Das passiert auch in „Suspicion“:
Zum Schluss des Films fühlt sich Lina als die eigentlich Schuldige, weil sie
ihren Mann zu Unrecht verdächtigt hatte und ihr Verdacht nur auf falschen
Vorstellungen beruhte, die sie sich durch die spärlichen Fakten, die sie hie
und da aufschnappte, selbst zusammengereimt hat. Nur in ihrer Fantasie war
Johnny der potentielle Mörder, in Wirklichkeit aber ein grundehrlicher Mann. Das
hatte er bei ihrer ersten gemeinsamen Autofahrt tatsächlich offenbart, als er
ihr ehrlich seine Liebe gestand. Auf diesem Bild baute sie ihre ganze Beziehung
auf, die dann immer mehr Brüche bekam, weil sie in ihre eigenen
Wahnvorstellungen geriet.
Alfred Hitchcock trieb bereits in
dem frühen Film sein diabolisches Spiel mit den Gefühlen der Zuschauer, das er es
schließlich in reiner Perfektion beherrschte, als er in den 60-er Jahren seine
Meisterwerke „Psycho“ und „The Birds“ schuf.

### Was zu tun ist
1. Beantworte zum Text über Hitchcocks „Suspicion“ die folgenden Fragen.
(a) Weshalb hält sich Lina zum Schluss des Films für die eigentlich Schuldige?
(b) Bei welcher Gelegenheit gestand Johnny Lina seine Liebe?
(c) Welche Meisterwerke schuf Hitchcock in den 60er-Jahren?
2. Führe den Text über Hitchcocks „Suspicion“ im selben Stil weiter, beginnend nach seinem letzten Satz.

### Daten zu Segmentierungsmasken
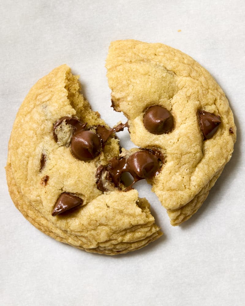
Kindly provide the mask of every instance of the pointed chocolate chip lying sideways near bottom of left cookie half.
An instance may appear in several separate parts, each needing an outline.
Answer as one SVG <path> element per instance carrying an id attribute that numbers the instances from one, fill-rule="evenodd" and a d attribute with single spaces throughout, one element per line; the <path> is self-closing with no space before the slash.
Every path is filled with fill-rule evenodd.
<path id="1" fill-rule="evenodd" d="M 71 208 L 81 205 L 83 200 L 78 196 L 74 196 L 68 192 L 63 192 L 55 203 L 55 207 L 52 211 L 52 216 L 61 214 Z"/>

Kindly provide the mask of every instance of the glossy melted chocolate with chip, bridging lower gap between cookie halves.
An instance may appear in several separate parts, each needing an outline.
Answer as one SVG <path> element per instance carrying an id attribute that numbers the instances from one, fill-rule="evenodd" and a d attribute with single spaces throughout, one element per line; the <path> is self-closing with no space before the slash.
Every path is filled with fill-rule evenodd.
<path id="1" fill-rule="evenodd" d="M 107 166 L 100 166 L 96 173 L 96 183 L 100 190 L 107 191 L 102 181 L 102 175 L 104 171 L 109 173 L 109 177 L 106 176 L 107 181 L 112 181 L 115 187 L 119 186 L 120 178 L 124 172 L 129 172 L 134 181 L 125 189 L 128 191 L 132 189 L 132 185 L 145 178 L 151 178 L 160 172 L 159 160 L 164 163 L 164 157 L 158 150 L 142 149 L 130 155 L 128 159 L 124 157 L 121 159 L 111 159 Z"/>

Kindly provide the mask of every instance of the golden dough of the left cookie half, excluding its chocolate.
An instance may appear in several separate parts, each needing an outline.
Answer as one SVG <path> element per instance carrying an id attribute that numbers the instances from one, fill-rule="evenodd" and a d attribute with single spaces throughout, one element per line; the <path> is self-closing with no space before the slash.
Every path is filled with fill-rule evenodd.
<path id="1" fill-rule="evenodd" d="M 115 188 L 103 194 L 96 185 L 97 168 L 119 155 L 118 139 L 111 135 L 86 161 L 71 151 L 74 131 L 69 119 L 61 121 L 55 140 L 54 125 L 63 117 L 87 123 L 85 129 L 93 134 L 98 125 L 108 127 L 80 94 L 77 79 L 62 65 L 40 79 L 26 96 L 9 140 L 9 193 L 25 218 L 58 241 L 109 255 L 136 250 L 162 234 L 149 203 L 139 199 L 136 190 Z M 64 210 L 64 203 L 57 199 L 63 195 L 66 201 L 67 194 L 71 202 L 78 199 L 78 206 L 55 215 L 60 207 Z"/>

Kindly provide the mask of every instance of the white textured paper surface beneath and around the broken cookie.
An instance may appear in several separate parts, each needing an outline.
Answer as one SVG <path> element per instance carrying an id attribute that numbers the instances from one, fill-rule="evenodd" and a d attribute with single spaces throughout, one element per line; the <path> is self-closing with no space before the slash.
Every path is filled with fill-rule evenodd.
<path id="1" fill-rule="evenodd" d="M 245 305 L 243 1 L 0 1 L 2 305 Z M 181 32 L 178 32 L 181 30 Z M 82 252 L 36 230 L 6 185 L 7 143 L 17 110 L 36 81 L 67 63 L 108 124 L 105 58 L 115 39 L 161 42 L 189 54 L 220 84 L 238 128 L 231 161 L 202 208 L 172 227 L 144 182 L 141 196 L 165 235 L 140 251 Z M 121 136 L 121 135 L 120 135 Z M 121 143 L 129 148 L 128 133 Z"/>

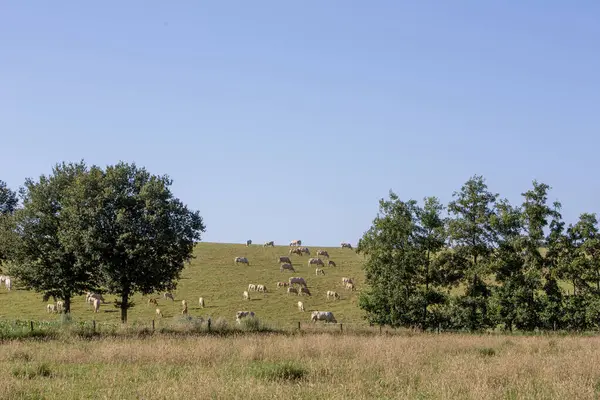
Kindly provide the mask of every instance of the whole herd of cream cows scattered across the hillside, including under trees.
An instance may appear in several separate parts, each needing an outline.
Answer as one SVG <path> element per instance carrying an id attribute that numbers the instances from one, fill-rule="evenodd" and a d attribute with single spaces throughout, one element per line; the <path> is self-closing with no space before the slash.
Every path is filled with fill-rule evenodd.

### Antworten nacheinander
1.
(a) Sie hatte ihren Mann zu Unrecht verdächtigt, und ihr Verdacht beruhte nur auf falschen Vorstellungen, die sie sich selbst zusammengereimt hatte.
(b) Bei ihrer ersten gemeinsamen Autofahrt.
(c) „Psycho“ und „The Birds“.

2.
"Suspicion" war nach „Rebecca“
(1940) der zweite Film, den Hitchcock in Hollywood realisierte. Wieder spielte Joan
Fontaine die weibliche Hauptrolle. Für ihre Rolle der Lina in „Suspicion“
erhielt sie sogar einen Oscar. Zum ersten Mal arbeitete Hitchcock mit Cary
Grant zusammen, der im Jahr zuvor in drei Filmen positive Charaktere gespielt
hatte, meistens treue Ehemänner. In „Philadelphia Story“ (Die Nacht vor der
Hochzeit) von George Cukor kehrt er zu seiner geschiedenen Frau (Katherine
Hepburn) zurück, die sich gerade wieder verheiraten will, in „My Friday Girl
(Ein Mädchen für besondere Fälle) von Howard Hawks heiratet er eine geschiedene
Reporterin (Rosalind Russell) und in „My Favorite Wife“ (Meine Lieblingsfrau)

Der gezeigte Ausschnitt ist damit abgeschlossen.